[Required work] Find the lines of data that contain the string "bush", then list them.

++++ Information given

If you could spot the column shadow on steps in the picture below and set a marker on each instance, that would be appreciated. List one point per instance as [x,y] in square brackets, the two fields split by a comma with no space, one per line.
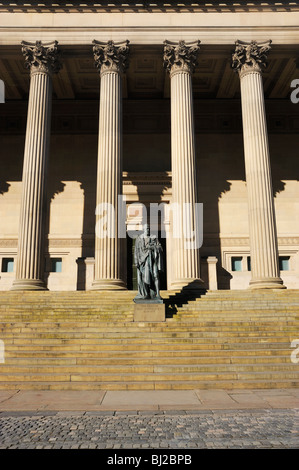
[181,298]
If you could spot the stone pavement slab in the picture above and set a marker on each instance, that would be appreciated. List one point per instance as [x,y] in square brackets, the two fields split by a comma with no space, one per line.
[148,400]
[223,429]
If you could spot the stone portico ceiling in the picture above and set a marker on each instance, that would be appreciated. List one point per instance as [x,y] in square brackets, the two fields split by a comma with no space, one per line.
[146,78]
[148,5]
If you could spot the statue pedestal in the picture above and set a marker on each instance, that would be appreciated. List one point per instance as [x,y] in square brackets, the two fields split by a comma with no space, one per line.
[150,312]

++++++++
++++ Information given

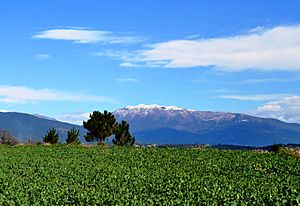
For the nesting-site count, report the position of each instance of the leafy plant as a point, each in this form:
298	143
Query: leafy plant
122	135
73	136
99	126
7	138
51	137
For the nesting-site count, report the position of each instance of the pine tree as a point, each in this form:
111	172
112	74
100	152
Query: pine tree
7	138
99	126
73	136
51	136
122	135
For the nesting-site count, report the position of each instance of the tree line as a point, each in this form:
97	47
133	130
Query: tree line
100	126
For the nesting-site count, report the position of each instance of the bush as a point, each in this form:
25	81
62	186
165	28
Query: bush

++++++++
++++ Information given

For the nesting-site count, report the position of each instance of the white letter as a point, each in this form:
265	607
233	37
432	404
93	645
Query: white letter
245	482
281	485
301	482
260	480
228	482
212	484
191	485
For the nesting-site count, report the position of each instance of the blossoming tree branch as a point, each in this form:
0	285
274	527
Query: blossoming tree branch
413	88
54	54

++++++++

[Expected answer]
For the nesting-site count, report the position of each instance of the bush as a point, each in this form:
Query: bush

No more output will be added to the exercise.